About training loss curve

Pepper-lll / LMforImageGeneration

Codebase for the paper-Elucidating the design space of language models for image generation

https://Pepper-lll.github.io/LMforImageGeneration/

29 stars 1 forks source link

About training loss curve #2

Open sen-ye opened 3 weeks ago

sen-ye commented 3 weeks ago

Hello, thanks for your nice work. I'm interested in the performance of different subcode numbers under the same model size. Could you release the training loss curve of different tokenizer(2-12, 3-8, 4-6) under the same model size? Thank you.

Pepper-lll commented 2 weeks ago

Hello, thanks for your nice work. I'm interested in the performance of different subcode numbers under the same model size. Could you release the training loss curve of different tokenizer(2-12, 3-8, 4-6) under the same model size? Thank you.

Okay, of course. I will release it in a few days.

Doraemonzzz commented 2 weeks ago

I tried GPT-L with a tokenizer of 1-16, and the loss curve is roughly as follows (about 38 epochs were run). Is this loss reasonable? @Pepper-lll

Hello, thanks for your nice work. I'm interested in the performance of different subcode numbers under the same model size. Could you release the training loss curve of different tokenizer(2-12, 3-8, 4-6) under the same model size? Thank you.

Pepper-lll commented 1 week ago

I tried GPT-L with a tokenizer of 1-16, and the loss curve is roughly as follows (about 38 epochs were run). Is this loss reasonable? @Pepper-lll

Hello, thanks for your nice work. I'm interested in the performance of different subcode numbers under the same model size. Could you release the training loss curve of different tokenizer(2-12, 3-8, 4-6) under the same model size? Thank you.

This is reasonable. We have discussed the training loss and the possible reason behind it in our paper, you may have a look :>

Doraemonzzz commented 1 week ago

Thank you for your response. I tested the FID (without CFG) of the model after training for 50 epochs, and it was approximately 83.5. Is this reasonable? (I'm not sure if my testing is correct because I noticed that the paper does not report results without CFG)."

Pepper-lll commented 1 week ago

Thank you for your response. I tested the FID (without CFG) of the model after training for 50 epochs, and it was approximately 83.5. Is this reasonable? (I'm not sure if my testing is correct because I noticed that the paper does not report results without CFG)."

We tested the 50k-FID without cfg at 400 epochs, it's around 13 for L model with tokenizer 2-10.

Doraemonzzz commented 1 week ago

Thank you for your response. It seems there are some issues on my side. If there are any new results, I will update them below this issue.

Doraemonzzz commented 1 week ago

I retested the fid of wo cfg, and the value is 15.58 (50 epoch). It seems to be a reasonable value.

delveintodetail commented 1 week ago

I retested the fid of wo cfg, and the value is 15.58 (50 epoch). It seems to be a reasonable value.

Thank you for your work.

Pepper-lll commented 1 week ago

I retested the fid of wo cfg, and the value is 15.58 (50 epoch). It seems to be a reasonable value.

Thanks for your information! I have released the FID result for L, XL, and XXL AR models with the most suitable tokenizers separately. I think your result is reasonable, although slightly different from mine.

**Description of the task**
Copy out the passage of the training loss curve thread starting at "About training loss curve #2" and ending at "a few days.".

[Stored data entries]
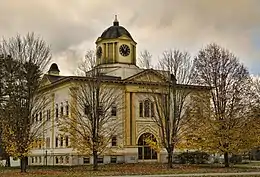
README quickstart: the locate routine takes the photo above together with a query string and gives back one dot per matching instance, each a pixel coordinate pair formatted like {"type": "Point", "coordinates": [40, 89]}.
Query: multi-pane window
{"type": "Point", "coordinates": [152, 109]}
{"type": "Point", "coordinates": [67, 160]}
{"type": "Point", "coordinates": [141, 108]}
{"type": "Point", "coordinates": [67, 141]}
{"type": "Point", "coordinates": [87, 109]}
{"type": "Point", "coordinates": [61, 159]}
{"type": "Point", "coordinates": [36, 118]}
{"type": "Point", "coordinates": [100, 159]}
{"type": "Point", "coordinates": [61, 109]}
{"type": "Point", "coordinates": [56, 142]}
{"type": "Point", "coordinates": [48, 114]}
{"type": "Point", "coordinates": [146, 109]}
{"type": "Point", "coordinates": [57, 112]}
{"type": "Point", "coordinates": [86, 160]}
{"type": "Point", "coordinates": [40, 116]}
{"type": "Point", "coordinates": [114, 141]}
{"type": "Point", "coordinates": [48, 142]}
{"type": "Point", "coordinates": [113, 110]}
{"type": "Point", "coordinates": [67, 108]}
{"type": "Point", "coordinates": [61, 141]}
{"type": "Point", "coordinates": [113, 159]}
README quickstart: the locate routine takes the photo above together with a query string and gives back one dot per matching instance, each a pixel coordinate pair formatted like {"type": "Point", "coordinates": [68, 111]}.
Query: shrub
{"type": "Point", "coordinates": [196, 157]}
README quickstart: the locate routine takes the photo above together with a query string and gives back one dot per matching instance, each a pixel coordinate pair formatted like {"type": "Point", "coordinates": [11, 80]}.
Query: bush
{"type": "Point", "coordinates": [235, 159]}
{"type": "Point", "coordinates": [196, 157]}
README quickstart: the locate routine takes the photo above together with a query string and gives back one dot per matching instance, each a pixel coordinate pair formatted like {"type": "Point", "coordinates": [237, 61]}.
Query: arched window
{"type": "Point", "coordinates": [145, 152]}
{"type": "Point", "coordinates": [146, 108]}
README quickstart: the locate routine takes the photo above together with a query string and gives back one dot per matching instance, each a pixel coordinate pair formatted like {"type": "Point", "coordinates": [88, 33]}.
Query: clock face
{"type": "Point", "coordinates": [99, 52]}
{"type": "Point", "coordinates": [124, 50]}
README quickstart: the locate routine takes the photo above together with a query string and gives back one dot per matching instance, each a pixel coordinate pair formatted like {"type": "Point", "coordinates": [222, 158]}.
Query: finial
{"type": "Point", "coordinates": [116, 23]}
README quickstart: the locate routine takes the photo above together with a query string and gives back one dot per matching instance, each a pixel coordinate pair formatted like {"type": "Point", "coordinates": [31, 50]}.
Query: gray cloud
{"type": "Point", "coordinates": [72, 26]}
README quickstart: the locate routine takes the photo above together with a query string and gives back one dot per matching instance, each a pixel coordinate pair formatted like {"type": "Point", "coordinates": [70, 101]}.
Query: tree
{"type": "Point", "coordinates": [172, 98]}
{"type": "Point", "coordinates": [145, 60]}
{"type": "Point", "coordinates": [230, 126]}
{"type": "Point", "coordinates": [25, 60]}
{"type": "Point", "coordinates": [96, 110]}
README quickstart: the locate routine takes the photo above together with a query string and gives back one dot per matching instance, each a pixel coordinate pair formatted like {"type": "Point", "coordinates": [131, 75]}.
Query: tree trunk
{"type": "Point", "coordinates": [226, 160]}
{"type": "Point", "coordinates": [8, 163]}
{"type": "Point", "coordinates": [23, 164]}
{"type": "Point", "coordinates": [170, 159]}
{"type": "Point", "coordinates": [95, 164]}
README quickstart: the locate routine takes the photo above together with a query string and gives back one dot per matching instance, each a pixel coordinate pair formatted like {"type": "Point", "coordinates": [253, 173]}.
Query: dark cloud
{"type": "Point", "coordinates": [72, 26]}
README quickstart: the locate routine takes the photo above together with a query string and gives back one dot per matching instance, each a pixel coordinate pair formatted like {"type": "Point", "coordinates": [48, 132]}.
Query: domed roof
{"type": "Point", "coordinates": [54, 67]}
{"type": "Point", "coordinates": [115, 31]}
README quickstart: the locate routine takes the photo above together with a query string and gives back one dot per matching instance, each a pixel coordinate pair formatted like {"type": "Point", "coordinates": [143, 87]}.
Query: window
{"type": "Point", "coordinates": [61, 109]}
{"type": "Point", "coordinates": [48, 141]}
{"type": "Point", "coordinates": [100, 159]}
{"type": "Point", "coordinates": [141, 108]}
{"type": "Point", "coordinates": [61, 141]}
{"type": "Point", "coordinates": [56, 141]}
{"type": "Point", "coordinates": [67, 141]}
{"type": "Point", "coordinates": [48, 114]}
{"type": "Point", "coordinates": [113, 110]}
{"type": "Point", "coordinates": [57, 112]}
{"type": "Point", "coordinates": [61, 159]}
{"type": "Point", "coordinates": [67, 160]}
{"type": "Point", "coordinates": [86, 160]}
{"type": "Point", "coordinates": [40, 116]}
{"type": "Point", "coordinates": [67, 108]}
{"type": "Point", "coordinates": [40, 144]}
{"type": "Point", "coordinates": [100, 109]}
{"type": "Point", "coordinates": [87, 109]}
{"type": "Point", "coordinates": [113, 159]}
{"type": "Point", "coordinates": [152, 109]}
{"type": "Point", "coordinates": [146, 108]}
{"type": "Point", "coordinates": [114, 141]}
{"type": "Point", "coordinates": [36, 118]}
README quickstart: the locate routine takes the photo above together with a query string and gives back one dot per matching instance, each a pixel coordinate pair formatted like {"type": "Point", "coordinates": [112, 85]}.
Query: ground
{"type": "Point", "coordinates": [122, 169]}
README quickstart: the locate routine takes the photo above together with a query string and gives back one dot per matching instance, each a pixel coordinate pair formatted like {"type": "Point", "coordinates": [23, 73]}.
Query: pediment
{"type": "Point", "coordinates": [148, 75]}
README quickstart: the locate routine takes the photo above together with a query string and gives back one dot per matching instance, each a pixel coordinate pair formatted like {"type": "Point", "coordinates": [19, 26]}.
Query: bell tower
{"type": "Point", "coordinates": [116, 45]}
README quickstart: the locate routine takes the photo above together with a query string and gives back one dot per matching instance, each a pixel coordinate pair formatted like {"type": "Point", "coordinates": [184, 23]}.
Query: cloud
{"type": "Point", "coordinates": [155, 25]}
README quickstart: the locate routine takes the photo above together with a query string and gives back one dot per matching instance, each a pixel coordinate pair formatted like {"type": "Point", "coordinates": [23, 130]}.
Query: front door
{"type": "Point", "coordinates": [145, 152]}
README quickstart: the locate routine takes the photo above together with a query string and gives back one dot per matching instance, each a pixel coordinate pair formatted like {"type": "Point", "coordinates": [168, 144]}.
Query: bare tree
{"type": "Point", "coordinates": [96, 111]}
{"type": "Point", "coordinates": [28, 57]}
{"type": "Point", "coordinates": [145, 60]}
{"type": "Point", "coordinates": [228, 129]}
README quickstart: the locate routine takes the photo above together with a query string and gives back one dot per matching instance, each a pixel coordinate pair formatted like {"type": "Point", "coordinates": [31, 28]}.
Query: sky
{"type": "Point", "coordinates": [71, 27]}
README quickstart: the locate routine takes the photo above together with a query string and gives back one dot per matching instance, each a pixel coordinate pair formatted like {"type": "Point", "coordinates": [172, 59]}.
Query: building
{"type": "Point", "coordinates": [116, 55]}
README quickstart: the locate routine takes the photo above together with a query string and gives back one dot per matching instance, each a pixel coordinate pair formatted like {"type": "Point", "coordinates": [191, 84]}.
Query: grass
{"type": "Point", "coordinates": [120, 169]}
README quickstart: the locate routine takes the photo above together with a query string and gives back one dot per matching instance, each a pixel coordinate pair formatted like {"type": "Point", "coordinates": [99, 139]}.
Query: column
{"type": "Point", "coordinates": [133, 119]}
{"type": "Point", "coordinates": [127, 119]}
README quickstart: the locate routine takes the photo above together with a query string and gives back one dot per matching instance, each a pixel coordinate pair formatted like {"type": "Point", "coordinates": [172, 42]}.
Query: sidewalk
{"type": "Point", "coordinates": [196, 174]}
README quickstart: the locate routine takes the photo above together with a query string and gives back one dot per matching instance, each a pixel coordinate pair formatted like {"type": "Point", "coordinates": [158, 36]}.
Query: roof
{"type": "Point", "coordinates": [54, 67]}
{"type": "Point", "coordinates": [115, 31]}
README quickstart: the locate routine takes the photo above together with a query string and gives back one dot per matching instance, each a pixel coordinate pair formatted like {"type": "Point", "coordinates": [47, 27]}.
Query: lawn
{"type": "Point", "coordinates": [120, 169]}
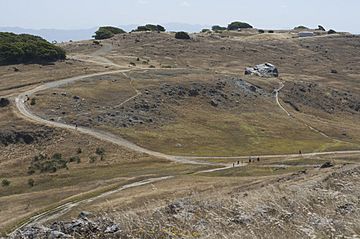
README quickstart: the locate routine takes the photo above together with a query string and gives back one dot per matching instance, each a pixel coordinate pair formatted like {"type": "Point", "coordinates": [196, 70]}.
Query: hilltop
{"type": "Point", "coordinates": [143, 135]}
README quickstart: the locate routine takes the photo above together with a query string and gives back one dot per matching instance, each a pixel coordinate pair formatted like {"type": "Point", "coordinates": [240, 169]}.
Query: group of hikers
{"type": "Point", "coordinates": [256, 159]}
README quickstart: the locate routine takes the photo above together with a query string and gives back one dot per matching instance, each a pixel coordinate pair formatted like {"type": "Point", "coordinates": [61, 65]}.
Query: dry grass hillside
{"type": "Point", "coordinates": [190, 99]}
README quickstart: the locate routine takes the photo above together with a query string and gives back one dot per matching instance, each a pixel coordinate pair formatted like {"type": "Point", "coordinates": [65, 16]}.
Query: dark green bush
{"type": "Point", "coordinates": [25, 48]}
{"type": "Point", "coordinates": [31, 182]}
{"type": "Point", "coordinates": [182, 35]}
{"type": "Point", "coordinates": [107, 32]}
{"type": "Point", "coordinates": [301, 28]}
{"type": "Point", "coordinates": [238, 25]}
{"type": "Point", "coordinates": [100, 151]}
{"type": "Point", "coordinates": [321, 28]}
{"type": "Point", "coordinates": [75, 159]}
{"type": "Point", "coordinates": [43, 164]}
{"type": "Point", "coordinates": [5, 183]}
{"type": "Point", "coordinates": [151, 28]}
{"type": "Point", "coordinates": [218, 28]}
{"type": "Point", "coordinates": [32, 101]}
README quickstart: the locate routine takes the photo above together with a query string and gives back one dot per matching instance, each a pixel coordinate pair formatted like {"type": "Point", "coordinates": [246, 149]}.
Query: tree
{"type": "Point", "coordinates": [182, 35]}
{"type": "Point", "coordinates": [301, 28]}
{"type": "Point", "coordinates": [107, 32]}
{"type": "Point", "coordinates": [321, 28]}
{"type": "Point", "coordinates": [31, 182]}
{"type": "Point", "coordinates": [151, 28]}
{"type": "Point", "coordinates": [25, 48]}
{"type": "Point", "coordinates": [5, 183]}
{"type": "Point", "coordinates": [238, 25]}
{"type": "Point", "coordinates": [218, 28]}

**Finished task**
About training loss curve #2

Open sen-ye opened 3 weeks ago

sen-ye commented 3 weeks ago

Hello, thanks for your nice work. I'm interested in the performance of different subcode numbers under the same model size. Could you release the training loss curve of different tokenizer(2-12, 3-8, 4-6) under the same model size? Thank you.

Pepper-lll commented 2 weeks ago

Hello, thanks for your nice work. I'm interested in the performance of different subcode numbers under the same model size. Could you release the training loss curve of different tokenizer(2-12, 3-8, 4-6) under the same model size? Thank you.

Okay, of course. I will release it in a few days.